Large language models (LLMs) have recently experienced tremendous popularity and are widely used from casual conversations to AI-driven programming. However, despite their considerable success, LLMs are not entirely reliable and can give detailed guidance on how to conduct harmful or illegal activities. While safety measures can reduce the risk of such outputs, adversarial "jailbreak" attacks can still exploit LLMs to produce harmful content. These jailbreak templates are typically manually crafted, making large-scale testing challenging.
In this paper, we introduce GPTFUZZER , a novel blackbox jailbreak fuzzing framework inspired by AFL fuzzing framework. Instead of manual engineering, GPTFUZZER automates the generation of jailbreak templates for red-teaming LLMs. At its core, GPTFUZZER starts with human-written templates as seeds, then mutates them using mutate operators to produce new templates. We detail three key components of GPTFUZZER : a seed selection strategy for balancing efficiency and variability, metamorphic relations for creating semantically equivalent or similar sentences, and a judgment model to assess the success of a jailbreak attack.
We tested GPTFUZZER on various commercial and opensource LLMs, such as ChatGPT, LLaMa-2, and Claude2, under diverse attack scenarios. Our results indicate that GPTFUZZER consistently produces jailbreak templates with a high success rate, even in settings where all human-crafted templates fail. Notably, even starting with suboptimal seed templates, GPTFUZZER maintains over 90% attack success rate against ChatGPT and Llama-2 models. We believe GPTFUZZER will aid researchers and practitioners in assessing LLM robustness and will spur further research into LLM safety.

*Exercise requirements*.
A. List the three key components of the framework described in the text on GPTFUZZER.
B. Echo the stretch of the text on GPTFUZZER from "Large language models" through "large-scale testing challenging.", word for word.
The records have no connection to the text on GPTFUZZER.

*Data to examine*.
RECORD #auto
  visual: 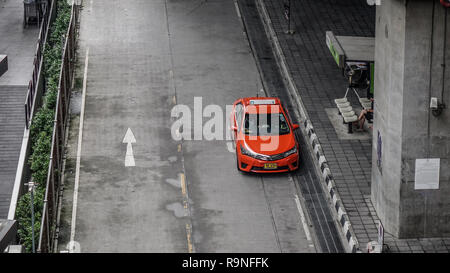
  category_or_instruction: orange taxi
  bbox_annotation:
[230,97,299,173]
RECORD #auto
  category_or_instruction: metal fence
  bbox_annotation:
[37,4,79,252]
[25,0,57,129]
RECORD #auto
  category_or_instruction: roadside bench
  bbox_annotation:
[334,97,358,134]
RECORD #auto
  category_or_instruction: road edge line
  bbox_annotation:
[69,47,89,249]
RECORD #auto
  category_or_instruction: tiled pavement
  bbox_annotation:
[263,0,450,252]
[0,0,39,219]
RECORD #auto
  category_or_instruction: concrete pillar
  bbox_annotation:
[371,0,450,238]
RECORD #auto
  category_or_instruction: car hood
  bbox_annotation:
[243,134,295,155]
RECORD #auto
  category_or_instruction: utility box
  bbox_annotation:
[0,54,8,77]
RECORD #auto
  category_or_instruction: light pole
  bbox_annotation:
[25,181,36,253]
[284,0,295,34]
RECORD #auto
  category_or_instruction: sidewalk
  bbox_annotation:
[0,0,39,219]
[262,0,450,252]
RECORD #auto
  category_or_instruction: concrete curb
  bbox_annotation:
[255,0,361,253]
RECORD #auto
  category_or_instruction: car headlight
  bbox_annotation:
[283,145,297,157]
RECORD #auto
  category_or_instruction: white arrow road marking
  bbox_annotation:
[122,128,136,167]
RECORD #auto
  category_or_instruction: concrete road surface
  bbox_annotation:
[59,0,315,252]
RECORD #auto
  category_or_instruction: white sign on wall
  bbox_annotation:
[414,158,440,190]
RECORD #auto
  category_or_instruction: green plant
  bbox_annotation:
[16,0,71,252]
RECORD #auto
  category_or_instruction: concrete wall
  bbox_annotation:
[372,0,450,238]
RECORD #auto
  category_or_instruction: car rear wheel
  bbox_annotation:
[236,149,244,172]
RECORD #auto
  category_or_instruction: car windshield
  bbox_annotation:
[244,113,290,136]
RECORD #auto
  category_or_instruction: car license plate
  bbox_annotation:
[264,163,277,170]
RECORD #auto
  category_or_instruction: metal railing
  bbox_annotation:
[25,0,57,129]
[37,4,79,252]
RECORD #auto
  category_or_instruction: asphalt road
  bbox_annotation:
[59,0,316,252]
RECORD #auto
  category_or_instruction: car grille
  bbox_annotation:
[252,165,289,171]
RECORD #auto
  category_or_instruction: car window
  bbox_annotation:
[234,103,244,131]
[244,113,290,136]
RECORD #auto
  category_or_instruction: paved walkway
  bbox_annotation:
[264,0,450,252]
[0,0,39,219]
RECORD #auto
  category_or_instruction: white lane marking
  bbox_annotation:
[294,194,311,241]
[122,128,136,167]
[69,47,89,249]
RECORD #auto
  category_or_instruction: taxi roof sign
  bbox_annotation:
[250,99,276,105]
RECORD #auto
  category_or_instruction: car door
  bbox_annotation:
[231,100,244,141]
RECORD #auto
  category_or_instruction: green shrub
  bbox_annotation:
[16,0,71,252]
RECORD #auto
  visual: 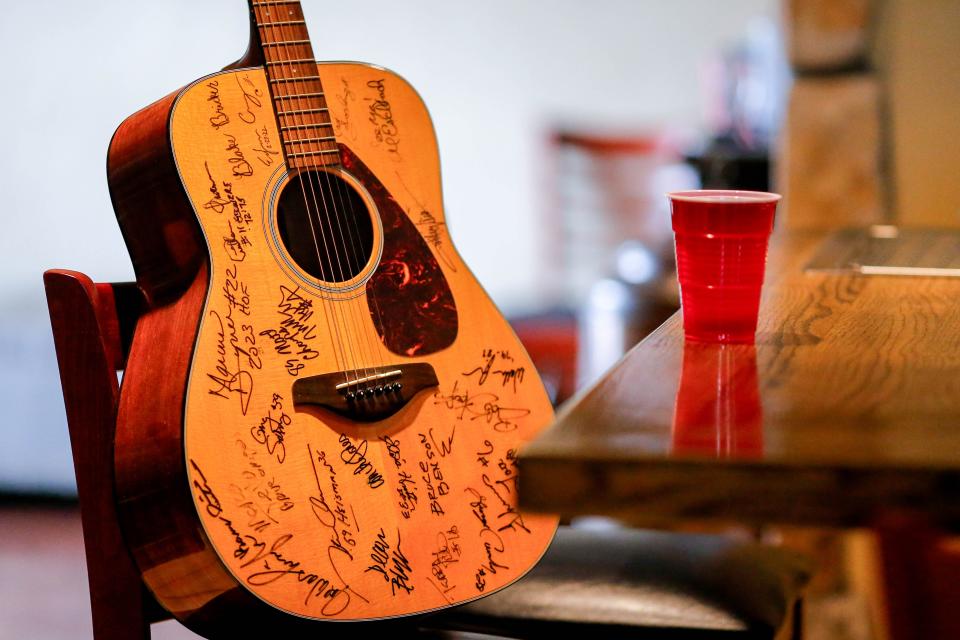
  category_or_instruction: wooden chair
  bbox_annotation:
[44,270,808,640]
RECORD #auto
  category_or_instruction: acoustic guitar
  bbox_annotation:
[108,0,556,635]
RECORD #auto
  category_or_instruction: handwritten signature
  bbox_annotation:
[434,381,530,433]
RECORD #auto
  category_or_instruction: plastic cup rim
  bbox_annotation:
[667,189,783,204]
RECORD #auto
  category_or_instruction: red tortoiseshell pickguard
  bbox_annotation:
[339,144,458,356]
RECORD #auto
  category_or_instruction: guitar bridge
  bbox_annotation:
[293,362,440,422]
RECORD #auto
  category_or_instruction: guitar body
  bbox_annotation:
[108,63,556,634]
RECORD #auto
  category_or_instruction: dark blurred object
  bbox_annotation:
[686,144,770,191]
[544,128,699,309]
[687,20,789,191]
[544,129,699,390]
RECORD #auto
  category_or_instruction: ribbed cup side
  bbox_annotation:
[676,233,768,342]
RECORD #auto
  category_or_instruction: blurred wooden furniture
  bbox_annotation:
[44,270,808,640]
[520,232,960,638]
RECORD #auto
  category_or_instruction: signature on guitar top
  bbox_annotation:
[108,0,556,632]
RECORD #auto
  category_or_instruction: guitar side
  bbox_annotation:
[112,63,556,625]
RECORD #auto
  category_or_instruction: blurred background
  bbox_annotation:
[0,0,783,494]
[0,0,960,638]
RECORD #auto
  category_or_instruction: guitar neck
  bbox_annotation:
[250,0,340,169]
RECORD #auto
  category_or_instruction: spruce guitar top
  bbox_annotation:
[108,0,556,633]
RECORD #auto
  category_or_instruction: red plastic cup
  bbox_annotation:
[667,190,780,343]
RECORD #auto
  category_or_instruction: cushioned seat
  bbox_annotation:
[422,527,810,638]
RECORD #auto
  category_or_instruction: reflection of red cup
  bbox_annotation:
[668,190,780,343]
[673,343,763,457]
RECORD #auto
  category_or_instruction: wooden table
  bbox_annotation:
[520,234,960,531]
[520,229,960,640]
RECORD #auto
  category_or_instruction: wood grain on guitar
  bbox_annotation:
[108,0,556,632]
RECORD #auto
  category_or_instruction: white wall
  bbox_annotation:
[0,0,778,486]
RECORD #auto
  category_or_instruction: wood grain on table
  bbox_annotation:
[520,233,960,530]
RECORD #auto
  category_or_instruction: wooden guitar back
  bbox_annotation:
[117,63,556,624]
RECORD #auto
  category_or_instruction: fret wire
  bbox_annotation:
[270,76,320,82]
[287,136,337,144]
[280,122,333,131]
[273,93,323,100]
[287,149,340,158]
[263,40,310,47]
[277,107,330,116]
[267,58,317,65]
[257,20,307,27]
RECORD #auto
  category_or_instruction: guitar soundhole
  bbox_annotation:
[277,171,373,282]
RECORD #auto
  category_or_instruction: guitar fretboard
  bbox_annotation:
[250,0,340,169]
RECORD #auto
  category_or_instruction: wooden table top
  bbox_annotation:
[520,234,960,530]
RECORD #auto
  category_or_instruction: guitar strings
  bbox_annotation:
[254,3,350,383]
[264,3,385,393]
[265,3,378,386]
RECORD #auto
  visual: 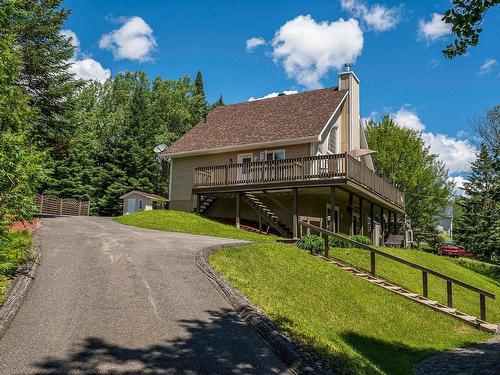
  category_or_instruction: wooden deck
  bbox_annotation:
[193,153,404,210]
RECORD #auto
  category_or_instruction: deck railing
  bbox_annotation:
[298,220,495,321]
[194,153,404,208]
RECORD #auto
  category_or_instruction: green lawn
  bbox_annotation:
[0,232,31,303]
[330,248,500,323]
[115,210,277,241]
[210,242,491,374]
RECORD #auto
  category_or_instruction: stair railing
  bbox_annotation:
[299,220,495,321]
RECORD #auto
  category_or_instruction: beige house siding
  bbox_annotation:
[170,143,311,211]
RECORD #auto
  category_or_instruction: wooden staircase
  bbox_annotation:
[198,195,216,215]
[320,255,499,333]
[241,193,292,237]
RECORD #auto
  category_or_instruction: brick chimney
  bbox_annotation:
[339,64,361,151]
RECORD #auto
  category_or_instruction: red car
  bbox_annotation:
[438,242,472,257]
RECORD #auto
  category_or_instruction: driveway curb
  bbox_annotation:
[0,234,41,339]
[196,242,333,374]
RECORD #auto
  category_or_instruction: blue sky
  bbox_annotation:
[64,0,500,182]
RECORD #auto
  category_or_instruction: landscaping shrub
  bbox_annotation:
[328,237,351,249]
[297,234,324,254]
[351,234,372,245]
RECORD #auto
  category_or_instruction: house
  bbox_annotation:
[120,190,167,215]
[163,64,404,243]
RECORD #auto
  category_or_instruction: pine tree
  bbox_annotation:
[455,144,500,260]
[17,0,81,157]
[194,70,205,99]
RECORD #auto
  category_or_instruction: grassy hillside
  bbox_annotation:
[115,210,277,241]
[330,248,500,323]
[210,243,490,374]
[0,232,31,303]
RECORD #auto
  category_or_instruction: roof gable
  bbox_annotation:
[164,88,347,155]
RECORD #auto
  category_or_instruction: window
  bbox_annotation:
[260,150,285,160]
[328,126,338,154]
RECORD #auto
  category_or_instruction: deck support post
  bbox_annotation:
[370,202,375,237]
[359,197,365,236]
[292,188,299,239]
[235,193,240,228]
[196,194,201,215]
[329,186,337,233]
[380,207,385,245]
[348,193,354,236]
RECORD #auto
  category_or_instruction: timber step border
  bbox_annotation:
[318,255,500,334]
[196,242,336,374]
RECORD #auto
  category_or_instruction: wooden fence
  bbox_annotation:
[36,194,90,216]
[298,221,495,321]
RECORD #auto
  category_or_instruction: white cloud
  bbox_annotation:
[60,29,111,82]
[340,0,401,31]
[99,16,156,62]
[248,90,298,102]
[69,57,111,82]
[418,13,451,42]
[59,29,80,50]
[391,105,425,131]
[272,15,363,88]
[246,37,266,52]
[448,176,468,195]
[391,105,476,173]
[477,58,498,76]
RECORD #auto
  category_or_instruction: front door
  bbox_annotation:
[127,198,135,214]
[238,153,253,182]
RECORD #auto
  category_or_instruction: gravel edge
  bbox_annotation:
[196,242,334,374]
[0,233,41,339]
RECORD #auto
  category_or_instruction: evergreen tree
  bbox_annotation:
[0,0,44,235]
[16,0,81,153]
[194,70,205,99]
[366,116,451,241]
[455,144,500,261]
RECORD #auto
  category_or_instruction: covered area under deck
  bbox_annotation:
[193,153,404,243]
[196,182,404,243]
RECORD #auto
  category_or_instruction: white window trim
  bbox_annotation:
[326,124,340,155]
[259,148,286,161]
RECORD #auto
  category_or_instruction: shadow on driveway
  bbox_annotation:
[35,309,286,374]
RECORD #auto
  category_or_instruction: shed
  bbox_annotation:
[120,190,167,215]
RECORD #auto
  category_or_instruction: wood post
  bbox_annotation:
[446,280,453,307]
[479,294,486,321]
[422,271,429,298]
[349,193,354,236]
[292,188,299,239]
[235,193,240,228]
[359,197,365,236]
[330,186,337,233]
[380,207,385,245]
[370,202,375,235]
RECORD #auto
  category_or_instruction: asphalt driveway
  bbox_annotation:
[0,217,286,375]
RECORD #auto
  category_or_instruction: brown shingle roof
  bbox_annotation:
[164,87,347,154]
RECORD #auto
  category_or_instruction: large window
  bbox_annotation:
[260,150,285,160]
[328,126,338,154]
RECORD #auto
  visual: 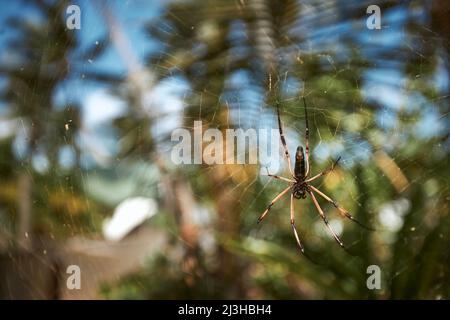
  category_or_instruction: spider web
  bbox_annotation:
[1,2,449,297]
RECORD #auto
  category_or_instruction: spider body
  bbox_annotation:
[294,146,306,181]
[258,98,370,253]
[292,180,309,199]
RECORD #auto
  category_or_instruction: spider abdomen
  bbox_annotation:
[292,182,308,199]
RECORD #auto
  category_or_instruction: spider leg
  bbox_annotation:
[291,194,305,253]
[305,157,341,182]
[303,97,310,177]
[277,102,295,177]
[308,191,345,249]
[309,185,374,231]
[258,186,291,223]
[266,167,295,183]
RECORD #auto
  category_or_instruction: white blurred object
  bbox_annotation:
[103,197,158,241]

*Expected results*.
A.
1. A seed selection strategy for balancing efficiency and variability
2. Metamorphic relations for creating semantically equivalent or similar sentences
3. A judgment model to assess the success of a jailbreak attack

B.
Large language models (LLMs) have recently experienced tremendous popularity and are widely used from casual conversations to AI-driven programming. However, despite their considerable success, LLMs are not entirely reliable and can give detailed guidance on how to conduct harmful or illegal activities. While safety measures can reduce the risk of such outputs, adversarial "jailbreak" attacks can still exploit LLMs to produce harmful content. These jailbreak templates are typically manually crafted, making large-scale testing challenging.